# [MATERIAL FOR THIS TASK]
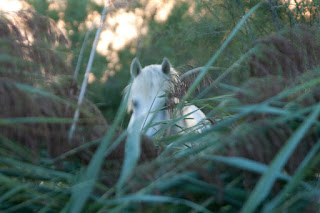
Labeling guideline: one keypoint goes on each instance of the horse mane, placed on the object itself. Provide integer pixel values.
(149, 78)
(175, 87)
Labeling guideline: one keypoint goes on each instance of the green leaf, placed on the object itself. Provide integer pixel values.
(132, 154)
(266, 182)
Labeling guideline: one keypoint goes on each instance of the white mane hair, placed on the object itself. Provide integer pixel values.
(147, 96)
(151, 80)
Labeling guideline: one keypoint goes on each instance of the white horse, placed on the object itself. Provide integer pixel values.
(147, 100)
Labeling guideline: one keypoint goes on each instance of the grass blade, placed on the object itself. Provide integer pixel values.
(266, 182)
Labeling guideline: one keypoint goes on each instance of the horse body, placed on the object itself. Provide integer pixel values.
(147, 99)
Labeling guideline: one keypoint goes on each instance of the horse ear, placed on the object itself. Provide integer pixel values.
(135, 68)
(166, 66)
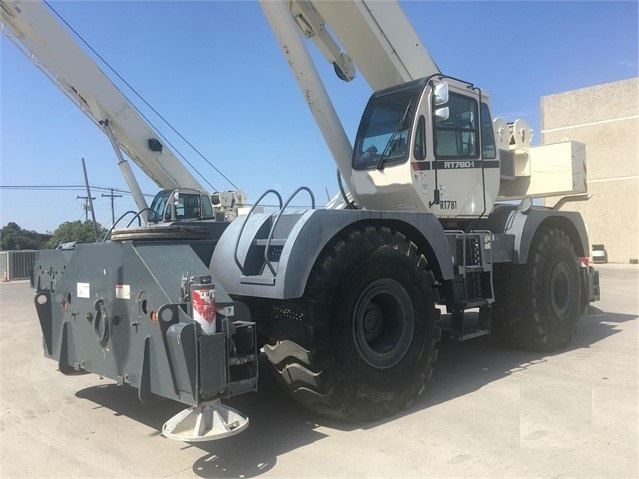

# [YOUR TASK]
Work out how many lines of the entries contain the word "mane" and reply with only that number.

# [EXERCISE RESPONSE]
2